[Stored items]
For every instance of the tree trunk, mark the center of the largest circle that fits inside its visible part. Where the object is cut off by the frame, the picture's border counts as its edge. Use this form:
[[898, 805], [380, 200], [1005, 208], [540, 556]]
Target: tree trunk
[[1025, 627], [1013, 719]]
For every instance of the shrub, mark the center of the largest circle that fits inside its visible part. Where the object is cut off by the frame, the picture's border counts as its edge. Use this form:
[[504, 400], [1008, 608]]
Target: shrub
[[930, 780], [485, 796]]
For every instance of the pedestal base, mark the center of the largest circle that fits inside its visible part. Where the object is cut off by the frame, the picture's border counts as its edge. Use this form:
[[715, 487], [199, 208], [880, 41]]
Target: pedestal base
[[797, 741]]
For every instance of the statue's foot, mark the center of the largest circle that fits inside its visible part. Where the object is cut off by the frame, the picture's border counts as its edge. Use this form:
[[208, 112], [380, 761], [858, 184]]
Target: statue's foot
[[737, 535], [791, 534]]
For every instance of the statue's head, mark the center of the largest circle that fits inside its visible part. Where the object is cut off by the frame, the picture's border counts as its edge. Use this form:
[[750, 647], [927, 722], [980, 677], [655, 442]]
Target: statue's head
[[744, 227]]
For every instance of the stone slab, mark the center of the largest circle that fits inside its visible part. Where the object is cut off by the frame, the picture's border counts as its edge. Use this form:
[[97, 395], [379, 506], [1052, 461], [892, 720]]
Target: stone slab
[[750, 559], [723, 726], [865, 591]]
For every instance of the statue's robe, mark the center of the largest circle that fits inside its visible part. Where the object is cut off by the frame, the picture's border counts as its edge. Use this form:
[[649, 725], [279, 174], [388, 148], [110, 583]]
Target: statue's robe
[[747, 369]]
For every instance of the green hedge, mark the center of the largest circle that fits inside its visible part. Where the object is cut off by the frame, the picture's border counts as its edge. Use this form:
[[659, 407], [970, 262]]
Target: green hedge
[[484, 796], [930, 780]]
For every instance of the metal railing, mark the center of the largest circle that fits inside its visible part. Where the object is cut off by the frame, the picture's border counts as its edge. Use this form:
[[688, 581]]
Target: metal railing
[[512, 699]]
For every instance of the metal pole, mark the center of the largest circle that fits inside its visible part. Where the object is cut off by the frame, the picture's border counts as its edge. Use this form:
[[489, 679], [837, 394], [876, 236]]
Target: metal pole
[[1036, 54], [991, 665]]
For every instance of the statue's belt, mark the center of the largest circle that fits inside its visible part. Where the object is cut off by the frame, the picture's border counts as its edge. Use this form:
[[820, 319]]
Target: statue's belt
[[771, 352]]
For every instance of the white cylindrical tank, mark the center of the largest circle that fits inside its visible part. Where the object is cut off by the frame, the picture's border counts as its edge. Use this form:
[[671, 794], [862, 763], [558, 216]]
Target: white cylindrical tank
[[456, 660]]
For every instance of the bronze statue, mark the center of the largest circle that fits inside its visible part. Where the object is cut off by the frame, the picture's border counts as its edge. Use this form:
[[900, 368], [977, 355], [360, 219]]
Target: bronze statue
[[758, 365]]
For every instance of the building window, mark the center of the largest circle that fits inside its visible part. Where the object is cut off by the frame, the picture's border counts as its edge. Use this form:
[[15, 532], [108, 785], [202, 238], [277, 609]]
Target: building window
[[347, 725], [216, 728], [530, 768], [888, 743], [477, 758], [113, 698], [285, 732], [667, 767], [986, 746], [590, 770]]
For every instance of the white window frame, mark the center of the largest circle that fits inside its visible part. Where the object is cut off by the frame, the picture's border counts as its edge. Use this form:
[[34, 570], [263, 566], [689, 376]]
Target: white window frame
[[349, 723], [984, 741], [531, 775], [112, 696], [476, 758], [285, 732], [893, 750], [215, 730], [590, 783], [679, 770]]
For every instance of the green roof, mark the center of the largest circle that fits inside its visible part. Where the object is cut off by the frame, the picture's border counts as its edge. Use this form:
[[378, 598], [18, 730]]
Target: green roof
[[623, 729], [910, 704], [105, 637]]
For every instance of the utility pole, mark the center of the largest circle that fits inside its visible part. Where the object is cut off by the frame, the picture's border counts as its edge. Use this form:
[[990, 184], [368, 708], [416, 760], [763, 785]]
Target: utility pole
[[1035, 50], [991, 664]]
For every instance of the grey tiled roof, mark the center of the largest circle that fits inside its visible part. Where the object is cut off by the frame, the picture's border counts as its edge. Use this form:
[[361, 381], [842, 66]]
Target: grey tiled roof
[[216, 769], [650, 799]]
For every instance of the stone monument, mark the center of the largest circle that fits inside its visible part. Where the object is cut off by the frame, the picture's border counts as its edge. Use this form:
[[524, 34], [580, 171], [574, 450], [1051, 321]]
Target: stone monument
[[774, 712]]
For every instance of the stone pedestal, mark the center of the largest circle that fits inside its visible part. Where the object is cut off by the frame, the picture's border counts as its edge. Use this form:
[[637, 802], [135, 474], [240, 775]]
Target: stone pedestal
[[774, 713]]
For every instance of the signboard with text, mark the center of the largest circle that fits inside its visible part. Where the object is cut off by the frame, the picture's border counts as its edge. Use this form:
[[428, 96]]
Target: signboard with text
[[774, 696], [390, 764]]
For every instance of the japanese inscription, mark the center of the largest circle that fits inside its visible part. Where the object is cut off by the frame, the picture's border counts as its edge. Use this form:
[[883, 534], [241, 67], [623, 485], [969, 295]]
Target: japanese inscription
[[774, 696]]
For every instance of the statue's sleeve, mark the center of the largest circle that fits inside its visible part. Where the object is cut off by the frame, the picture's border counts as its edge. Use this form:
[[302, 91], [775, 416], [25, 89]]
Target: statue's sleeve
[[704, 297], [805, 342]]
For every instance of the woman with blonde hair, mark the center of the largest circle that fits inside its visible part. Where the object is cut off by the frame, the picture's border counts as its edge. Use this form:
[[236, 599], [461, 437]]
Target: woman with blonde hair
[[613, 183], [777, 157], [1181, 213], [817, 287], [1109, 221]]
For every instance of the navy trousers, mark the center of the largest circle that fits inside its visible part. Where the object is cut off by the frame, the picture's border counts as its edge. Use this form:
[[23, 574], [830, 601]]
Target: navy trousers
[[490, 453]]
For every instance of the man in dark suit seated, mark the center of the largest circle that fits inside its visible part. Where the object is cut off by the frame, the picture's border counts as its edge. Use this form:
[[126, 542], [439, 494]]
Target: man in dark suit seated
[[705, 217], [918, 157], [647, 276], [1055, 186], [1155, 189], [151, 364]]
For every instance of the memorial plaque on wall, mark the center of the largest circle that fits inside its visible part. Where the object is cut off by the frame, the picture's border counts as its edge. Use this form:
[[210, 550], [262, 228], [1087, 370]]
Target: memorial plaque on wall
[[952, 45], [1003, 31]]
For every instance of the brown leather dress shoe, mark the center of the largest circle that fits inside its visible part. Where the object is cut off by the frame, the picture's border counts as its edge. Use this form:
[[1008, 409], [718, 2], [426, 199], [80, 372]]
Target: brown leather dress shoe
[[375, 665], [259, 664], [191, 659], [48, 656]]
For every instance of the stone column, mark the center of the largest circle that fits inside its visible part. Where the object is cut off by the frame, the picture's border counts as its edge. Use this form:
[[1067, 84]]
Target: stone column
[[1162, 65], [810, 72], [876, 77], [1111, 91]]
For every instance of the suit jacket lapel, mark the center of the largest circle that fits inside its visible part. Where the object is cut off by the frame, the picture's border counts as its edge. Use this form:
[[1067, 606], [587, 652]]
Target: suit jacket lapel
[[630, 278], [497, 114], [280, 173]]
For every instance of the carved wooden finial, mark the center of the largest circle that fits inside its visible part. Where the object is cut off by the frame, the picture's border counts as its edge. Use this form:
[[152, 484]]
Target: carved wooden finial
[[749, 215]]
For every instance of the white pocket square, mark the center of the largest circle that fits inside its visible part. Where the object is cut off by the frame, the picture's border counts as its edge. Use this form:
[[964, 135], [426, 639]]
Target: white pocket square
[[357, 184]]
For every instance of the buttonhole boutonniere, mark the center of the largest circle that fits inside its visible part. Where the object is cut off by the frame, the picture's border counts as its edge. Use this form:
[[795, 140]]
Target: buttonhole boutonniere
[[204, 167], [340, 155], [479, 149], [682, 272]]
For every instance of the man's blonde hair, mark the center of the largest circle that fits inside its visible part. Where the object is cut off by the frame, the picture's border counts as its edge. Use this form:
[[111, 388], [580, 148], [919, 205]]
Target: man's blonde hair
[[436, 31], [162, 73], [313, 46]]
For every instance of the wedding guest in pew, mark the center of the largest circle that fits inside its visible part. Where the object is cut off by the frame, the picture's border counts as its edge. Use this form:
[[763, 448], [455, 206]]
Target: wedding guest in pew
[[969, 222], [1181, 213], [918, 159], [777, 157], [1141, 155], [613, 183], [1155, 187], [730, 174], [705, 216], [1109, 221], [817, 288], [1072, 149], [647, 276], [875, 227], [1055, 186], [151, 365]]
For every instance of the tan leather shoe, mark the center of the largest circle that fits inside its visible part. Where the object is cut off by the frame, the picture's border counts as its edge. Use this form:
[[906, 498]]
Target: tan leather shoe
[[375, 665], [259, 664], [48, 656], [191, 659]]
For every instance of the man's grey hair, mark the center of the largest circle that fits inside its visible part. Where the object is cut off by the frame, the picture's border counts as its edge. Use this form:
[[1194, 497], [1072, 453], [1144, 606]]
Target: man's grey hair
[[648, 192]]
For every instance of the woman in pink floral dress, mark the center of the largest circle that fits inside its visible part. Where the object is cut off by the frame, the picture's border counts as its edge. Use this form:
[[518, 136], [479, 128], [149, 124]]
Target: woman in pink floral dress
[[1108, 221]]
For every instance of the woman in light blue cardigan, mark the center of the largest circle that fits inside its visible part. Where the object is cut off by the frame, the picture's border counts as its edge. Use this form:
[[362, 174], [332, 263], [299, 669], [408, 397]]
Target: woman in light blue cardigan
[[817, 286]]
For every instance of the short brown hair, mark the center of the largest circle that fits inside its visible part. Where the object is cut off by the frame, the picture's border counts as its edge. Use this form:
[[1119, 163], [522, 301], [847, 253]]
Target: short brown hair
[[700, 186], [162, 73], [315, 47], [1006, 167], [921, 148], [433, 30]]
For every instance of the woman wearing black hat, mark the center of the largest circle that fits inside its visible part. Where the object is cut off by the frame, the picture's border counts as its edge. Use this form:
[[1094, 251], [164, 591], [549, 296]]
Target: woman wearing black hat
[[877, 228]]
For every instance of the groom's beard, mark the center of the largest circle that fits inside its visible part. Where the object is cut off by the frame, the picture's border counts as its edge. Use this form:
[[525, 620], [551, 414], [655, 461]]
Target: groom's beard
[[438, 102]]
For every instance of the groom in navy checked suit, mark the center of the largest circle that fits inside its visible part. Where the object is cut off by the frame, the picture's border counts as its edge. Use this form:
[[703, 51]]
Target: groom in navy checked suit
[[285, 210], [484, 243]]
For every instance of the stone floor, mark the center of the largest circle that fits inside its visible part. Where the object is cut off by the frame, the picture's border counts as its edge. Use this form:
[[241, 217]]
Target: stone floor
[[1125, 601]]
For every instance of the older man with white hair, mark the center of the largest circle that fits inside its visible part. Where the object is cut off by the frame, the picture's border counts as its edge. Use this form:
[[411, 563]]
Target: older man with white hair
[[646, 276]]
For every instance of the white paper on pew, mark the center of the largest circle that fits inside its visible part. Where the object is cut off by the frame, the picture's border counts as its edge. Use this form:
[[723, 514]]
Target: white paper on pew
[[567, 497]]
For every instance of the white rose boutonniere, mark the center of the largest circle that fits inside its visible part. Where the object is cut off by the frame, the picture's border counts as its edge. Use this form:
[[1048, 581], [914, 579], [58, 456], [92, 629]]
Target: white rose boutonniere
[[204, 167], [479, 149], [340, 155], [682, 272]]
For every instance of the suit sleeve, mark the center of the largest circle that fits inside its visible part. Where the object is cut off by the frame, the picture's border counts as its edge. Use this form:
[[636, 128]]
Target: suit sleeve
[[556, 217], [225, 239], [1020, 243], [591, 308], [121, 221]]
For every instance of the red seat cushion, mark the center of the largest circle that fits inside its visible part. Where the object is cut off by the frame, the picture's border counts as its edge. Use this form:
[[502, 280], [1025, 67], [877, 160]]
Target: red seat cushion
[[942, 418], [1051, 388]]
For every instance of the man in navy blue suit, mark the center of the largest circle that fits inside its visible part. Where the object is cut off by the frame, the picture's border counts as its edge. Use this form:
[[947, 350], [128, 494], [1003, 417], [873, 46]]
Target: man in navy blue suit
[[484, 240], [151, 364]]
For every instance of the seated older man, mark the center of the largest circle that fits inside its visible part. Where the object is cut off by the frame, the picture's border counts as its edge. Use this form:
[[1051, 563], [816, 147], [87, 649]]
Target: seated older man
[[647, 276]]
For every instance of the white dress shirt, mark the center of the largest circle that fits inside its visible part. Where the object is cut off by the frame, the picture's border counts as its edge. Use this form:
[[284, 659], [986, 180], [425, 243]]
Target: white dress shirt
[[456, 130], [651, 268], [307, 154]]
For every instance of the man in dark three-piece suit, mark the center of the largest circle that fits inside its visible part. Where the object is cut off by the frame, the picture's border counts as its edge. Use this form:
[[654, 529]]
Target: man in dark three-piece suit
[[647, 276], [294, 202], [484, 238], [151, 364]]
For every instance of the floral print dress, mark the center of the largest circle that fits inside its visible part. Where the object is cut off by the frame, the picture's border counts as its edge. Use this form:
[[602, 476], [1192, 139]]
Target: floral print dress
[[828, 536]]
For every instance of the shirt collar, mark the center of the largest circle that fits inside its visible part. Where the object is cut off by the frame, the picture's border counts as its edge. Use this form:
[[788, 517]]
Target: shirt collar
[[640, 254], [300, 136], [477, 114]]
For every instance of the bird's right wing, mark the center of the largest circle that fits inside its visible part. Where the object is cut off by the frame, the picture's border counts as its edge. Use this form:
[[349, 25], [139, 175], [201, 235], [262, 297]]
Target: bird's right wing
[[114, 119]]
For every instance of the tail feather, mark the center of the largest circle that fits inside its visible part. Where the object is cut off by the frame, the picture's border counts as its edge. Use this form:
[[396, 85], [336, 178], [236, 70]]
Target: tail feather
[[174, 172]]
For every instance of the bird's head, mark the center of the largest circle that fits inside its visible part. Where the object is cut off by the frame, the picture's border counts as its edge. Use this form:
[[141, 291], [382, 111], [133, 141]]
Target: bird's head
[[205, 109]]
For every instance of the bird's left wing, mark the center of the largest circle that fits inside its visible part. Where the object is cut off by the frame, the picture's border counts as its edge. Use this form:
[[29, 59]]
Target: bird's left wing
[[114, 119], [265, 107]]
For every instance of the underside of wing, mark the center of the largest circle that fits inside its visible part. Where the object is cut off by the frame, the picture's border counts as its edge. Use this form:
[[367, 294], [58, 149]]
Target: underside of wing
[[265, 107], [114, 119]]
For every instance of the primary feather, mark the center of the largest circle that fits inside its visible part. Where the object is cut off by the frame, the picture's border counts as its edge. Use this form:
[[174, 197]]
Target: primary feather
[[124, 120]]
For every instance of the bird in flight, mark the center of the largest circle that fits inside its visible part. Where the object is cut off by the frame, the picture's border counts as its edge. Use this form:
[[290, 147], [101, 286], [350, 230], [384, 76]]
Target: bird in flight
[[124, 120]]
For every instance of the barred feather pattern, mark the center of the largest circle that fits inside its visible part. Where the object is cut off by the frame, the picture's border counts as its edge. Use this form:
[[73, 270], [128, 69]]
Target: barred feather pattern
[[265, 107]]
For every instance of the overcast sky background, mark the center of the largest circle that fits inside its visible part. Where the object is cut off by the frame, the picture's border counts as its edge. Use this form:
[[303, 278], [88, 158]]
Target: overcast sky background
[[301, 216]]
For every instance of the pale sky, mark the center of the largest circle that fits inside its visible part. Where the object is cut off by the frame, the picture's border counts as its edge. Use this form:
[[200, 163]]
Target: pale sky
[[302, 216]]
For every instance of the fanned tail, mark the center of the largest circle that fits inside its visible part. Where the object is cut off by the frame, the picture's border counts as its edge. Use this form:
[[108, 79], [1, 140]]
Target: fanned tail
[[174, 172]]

## [Directions]
Scan the entries above for the line containing "For every instance of the carved", and copy it and all lines after it exactly, down to and including the line containing "For every instance of the buttonhole".

## [Task output]
For every instance of the carved wooden finial, mark the center of the largest circle that fits inside its visible part. Where the object is cut off by the frame, the picture's border counts as its edge. Use this form:
[[152, 484]]
Target: carved wooden finial
[[749, 215]]
For every instance of the white pocket square, mark the center of the largest circle that fits inside its visible part. Where the object is cut off by the frame, the picture's border counts as its edge. Use this form:
[[964, 135], [426, 639]]
Target: white pocket square
[[357, 184]]
For every instance of the buttonhole boutonniere, mark the center of the largest circle that fits inside its visible part. Where the object is cut off by the frame, the picture's border counts as its edge. Use this form:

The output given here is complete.